**DATA FOR THE TASK:**
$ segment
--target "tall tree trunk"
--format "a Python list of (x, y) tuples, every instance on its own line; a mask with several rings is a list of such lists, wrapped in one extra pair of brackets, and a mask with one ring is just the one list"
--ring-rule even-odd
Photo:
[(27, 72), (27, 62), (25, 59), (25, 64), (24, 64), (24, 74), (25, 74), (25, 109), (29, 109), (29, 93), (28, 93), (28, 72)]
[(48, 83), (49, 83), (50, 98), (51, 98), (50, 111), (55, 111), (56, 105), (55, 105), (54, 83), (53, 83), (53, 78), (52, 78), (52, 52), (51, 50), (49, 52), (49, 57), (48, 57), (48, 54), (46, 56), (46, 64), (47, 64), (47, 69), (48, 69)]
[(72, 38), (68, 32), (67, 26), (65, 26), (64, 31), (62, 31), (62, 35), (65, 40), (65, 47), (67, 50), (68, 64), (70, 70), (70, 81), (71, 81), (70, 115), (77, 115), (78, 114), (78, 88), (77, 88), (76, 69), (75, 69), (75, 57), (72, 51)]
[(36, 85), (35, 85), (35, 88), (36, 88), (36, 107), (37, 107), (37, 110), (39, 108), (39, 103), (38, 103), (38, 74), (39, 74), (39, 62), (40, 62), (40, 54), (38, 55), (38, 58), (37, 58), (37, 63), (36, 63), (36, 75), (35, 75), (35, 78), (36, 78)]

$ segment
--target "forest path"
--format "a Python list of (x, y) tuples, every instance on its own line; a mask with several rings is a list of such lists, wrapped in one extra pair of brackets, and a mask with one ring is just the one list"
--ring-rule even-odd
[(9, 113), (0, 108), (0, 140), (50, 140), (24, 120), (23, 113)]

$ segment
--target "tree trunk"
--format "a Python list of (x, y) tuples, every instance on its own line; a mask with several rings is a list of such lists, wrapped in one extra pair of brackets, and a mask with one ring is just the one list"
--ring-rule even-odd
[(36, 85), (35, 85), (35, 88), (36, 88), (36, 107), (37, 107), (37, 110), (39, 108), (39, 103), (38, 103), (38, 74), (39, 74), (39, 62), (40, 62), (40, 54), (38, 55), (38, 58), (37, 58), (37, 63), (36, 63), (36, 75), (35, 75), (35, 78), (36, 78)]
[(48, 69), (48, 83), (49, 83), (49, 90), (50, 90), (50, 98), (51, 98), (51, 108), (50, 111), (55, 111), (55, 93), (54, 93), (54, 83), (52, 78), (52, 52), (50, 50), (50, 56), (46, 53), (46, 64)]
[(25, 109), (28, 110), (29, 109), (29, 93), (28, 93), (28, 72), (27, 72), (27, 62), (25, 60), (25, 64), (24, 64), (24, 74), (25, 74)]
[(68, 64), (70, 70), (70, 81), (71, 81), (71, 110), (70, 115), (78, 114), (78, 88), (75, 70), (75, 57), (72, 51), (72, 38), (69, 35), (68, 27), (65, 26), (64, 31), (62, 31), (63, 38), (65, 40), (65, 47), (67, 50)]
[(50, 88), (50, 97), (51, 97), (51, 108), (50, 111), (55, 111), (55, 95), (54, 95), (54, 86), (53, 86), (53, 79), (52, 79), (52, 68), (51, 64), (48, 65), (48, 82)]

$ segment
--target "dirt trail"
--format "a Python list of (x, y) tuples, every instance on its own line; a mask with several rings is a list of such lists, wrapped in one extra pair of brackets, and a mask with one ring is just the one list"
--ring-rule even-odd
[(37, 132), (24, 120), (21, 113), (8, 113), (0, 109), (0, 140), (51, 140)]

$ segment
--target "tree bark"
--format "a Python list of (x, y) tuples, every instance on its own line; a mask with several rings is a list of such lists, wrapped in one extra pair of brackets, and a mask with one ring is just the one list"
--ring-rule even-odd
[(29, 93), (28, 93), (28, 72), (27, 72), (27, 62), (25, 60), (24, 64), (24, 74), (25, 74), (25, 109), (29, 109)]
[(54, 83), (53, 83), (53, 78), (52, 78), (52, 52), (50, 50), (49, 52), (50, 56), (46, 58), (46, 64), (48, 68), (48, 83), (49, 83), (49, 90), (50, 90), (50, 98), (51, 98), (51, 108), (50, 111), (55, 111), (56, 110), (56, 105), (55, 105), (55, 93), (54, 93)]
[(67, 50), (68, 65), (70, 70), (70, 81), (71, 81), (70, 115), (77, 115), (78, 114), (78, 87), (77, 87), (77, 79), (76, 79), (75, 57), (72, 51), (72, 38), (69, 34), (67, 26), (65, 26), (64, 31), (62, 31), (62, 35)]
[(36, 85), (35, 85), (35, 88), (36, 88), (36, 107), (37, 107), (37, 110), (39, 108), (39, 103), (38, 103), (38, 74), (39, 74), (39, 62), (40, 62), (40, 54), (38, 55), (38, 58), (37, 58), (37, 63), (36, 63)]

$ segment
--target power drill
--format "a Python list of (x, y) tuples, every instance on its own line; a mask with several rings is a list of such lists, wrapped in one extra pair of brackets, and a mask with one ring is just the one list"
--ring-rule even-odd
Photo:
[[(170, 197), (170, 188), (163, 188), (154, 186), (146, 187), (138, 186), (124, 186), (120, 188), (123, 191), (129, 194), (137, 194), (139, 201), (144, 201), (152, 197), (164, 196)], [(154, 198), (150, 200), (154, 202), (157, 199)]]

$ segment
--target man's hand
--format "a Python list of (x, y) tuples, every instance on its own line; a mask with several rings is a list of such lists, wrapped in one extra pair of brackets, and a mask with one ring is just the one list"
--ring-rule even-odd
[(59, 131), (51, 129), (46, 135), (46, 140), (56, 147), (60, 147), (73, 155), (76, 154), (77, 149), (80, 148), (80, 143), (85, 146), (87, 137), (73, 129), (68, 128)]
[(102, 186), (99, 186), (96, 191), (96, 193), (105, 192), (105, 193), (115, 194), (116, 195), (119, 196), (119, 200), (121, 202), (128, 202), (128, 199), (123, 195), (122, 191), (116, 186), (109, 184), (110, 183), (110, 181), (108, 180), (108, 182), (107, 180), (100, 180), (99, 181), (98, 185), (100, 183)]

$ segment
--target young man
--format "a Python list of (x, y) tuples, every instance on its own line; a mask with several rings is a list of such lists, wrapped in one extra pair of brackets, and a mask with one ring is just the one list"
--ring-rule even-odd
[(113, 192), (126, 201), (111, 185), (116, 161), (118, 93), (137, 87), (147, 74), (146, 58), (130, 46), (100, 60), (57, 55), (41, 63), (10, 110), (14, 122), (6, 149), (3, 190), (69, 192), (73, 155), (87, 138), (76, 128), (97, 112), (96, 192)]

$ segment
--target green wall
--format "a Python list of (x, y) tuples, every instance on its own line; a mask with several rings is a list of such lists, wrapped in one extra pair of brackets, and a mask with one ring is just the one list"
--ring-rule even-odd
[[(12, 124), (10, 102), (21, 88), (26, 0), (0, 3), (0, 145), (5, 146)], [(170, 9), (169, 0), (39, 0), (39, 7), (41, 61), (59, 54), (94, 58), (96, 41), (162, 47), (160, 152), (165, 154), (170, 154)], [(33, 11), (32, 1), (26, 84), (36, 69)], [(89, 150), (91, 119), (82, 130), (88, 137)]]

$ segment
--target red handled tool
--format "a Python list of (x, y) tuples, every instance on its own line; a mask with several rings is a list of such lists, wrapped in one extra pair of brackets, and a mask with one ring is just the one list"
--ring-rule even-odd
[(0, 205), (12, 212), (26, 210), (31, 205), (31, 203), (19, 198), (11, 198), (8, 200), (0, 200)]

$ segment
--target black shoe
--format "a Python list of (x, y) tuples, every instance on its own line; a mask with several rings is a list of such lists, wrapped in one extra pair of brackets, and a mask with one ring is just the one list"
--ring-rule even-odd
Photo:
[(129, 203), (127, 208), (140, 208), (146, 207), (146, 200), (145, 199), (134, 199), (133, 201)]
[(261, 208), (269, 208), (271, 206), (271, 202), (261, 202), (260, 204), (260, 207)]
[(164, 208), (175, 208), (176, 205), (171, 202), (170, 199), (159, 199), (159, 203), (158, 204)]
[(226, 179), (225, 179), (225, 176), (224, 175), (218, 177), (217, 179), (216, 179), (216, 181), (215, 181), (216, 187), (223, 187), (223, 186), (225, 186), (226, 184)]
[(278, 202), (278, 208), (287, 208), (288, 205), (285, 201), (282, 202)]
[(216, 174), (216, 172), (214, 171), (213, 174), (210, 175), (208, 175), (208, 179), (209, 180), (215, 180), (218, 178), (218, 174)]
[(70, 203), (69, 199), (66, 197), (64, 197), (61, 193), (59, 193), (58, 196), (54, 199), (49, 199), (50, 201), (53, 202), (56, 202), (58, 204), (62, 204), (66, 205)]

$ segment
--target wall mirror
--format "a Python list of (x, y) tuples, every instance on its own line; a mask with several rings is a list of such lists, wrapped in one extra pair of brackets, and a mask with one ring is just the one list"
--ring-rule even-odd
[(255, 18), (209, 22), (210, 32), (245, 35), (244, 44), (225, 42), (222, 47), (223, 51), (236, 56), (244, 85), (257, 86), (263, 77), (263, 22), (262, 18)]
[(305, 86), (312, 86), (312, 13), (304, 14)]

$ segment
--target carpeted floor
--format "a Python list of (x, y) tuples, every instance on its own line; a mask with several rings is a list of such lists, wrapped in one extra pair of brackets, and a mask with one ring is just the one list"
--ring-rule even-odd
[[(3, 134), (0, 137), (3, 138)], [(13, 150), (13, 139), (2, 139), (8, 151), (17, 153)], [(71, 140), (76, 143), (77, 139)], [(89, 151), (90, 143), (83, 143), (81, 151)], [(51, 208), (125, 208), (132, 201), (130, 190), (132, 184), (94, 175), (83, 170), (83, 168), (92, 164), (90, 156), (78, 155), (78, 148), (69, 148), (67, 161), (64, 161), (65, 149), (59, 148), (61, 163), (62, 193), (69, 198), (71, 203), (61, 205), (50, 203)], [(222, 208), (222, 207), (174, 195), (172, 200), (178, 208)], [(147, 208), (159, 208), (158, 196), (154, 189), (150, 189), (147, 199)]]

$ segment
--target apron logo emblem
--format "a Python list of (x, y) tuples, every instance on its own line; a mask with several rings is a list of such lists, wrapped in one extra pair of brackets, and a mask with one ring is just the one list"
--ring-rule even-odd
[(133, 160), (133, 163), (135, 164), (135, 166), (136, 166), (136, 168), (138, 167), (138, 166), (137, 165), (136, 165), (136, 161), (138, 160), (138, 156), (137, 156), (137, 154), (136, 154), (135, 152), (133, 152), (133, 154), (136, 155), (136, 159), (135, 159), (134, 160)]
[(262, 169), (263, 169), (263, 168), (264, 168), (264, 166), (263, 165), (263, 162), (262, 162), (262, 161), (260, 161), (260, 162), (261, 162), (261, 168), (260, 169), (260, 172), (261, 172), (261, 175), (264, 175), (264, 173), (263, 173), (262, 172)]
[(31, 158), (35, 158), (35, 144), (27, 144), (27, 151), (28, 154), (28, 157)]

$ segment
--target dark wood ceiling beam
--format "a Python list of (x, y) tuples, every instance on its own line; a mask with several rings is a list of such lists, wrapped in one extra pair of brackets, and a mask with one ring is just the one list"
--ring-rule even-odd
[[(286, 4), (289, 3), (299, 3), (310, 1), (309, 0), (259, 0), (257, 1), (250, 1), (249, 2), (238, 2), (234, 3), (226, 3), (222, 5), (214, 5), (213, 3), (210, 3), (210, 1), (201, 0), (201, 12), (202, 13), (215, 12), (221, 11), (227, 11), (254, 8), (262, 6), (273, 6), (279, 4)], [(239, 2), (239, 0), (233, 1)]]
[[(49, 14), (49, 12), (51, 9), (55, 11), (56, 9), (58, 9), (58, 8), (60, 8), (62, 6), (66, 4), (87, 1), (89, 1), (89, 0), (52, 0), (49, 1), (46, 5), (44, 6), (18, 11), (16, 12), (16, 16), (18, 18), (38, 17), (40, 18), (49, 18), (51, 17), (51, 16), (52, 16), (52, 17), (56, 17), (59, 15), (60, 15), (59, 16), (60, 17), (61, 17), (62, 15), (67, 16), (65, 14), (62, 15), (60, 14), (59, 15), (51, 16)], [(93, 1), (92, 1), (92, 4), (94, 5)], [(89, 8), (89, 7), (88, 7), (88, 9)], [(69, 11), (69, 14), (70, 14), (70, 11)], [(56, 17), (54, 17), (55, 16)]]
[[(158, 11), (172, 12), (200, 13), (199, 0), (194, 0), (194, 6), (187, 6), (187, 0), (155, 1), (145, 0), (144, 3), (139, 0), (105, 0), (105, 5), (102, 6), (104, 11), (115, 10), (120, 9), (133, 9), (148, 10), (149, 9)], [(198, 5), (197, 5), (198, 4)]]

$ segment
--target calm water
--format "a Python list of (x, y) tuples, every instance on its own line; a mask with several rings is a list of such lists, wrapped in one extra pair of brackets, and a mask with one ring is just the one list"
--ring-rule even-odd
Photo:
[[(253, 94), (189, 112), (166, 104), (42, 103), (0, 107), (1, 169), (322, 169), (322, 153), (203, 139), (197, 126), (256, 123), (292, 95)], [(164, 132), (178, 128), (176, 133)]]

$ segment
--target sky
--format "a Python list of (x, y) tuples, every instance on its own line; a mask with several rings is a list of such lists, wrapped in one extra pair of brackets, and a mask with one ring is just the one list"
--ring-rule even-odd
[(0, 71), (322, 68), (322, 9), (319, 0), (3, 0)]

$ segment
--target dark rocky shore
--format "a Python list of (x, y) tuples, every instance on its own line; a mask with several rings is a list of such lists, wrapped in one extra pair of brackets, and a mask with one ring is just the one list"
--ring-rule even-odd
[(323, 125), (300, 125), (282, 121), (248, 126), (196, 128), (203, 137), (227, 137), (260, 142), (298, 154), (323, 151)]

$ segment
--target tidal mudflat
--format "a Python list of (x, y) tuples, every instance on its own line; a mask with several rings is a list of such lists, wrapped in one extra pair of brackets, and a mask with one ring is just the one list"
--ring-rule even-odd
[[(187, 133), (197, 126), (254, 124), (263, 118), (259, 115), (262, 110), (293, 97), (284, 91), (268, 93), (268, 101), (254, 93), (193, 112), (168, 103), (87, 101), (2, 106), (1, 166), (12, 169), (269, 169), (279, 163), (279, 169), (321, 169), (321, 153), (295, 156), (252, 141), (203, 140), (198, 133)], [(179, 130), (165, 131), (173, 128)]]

**INSTRUCTIONS FOR THE TASK:** Please pick out every line of the material above that contains the string "trunk", treating case as significant.

**SOLUTION FOR THIS TASK:**
--target "tall tree trunk"
--target "tree trunk"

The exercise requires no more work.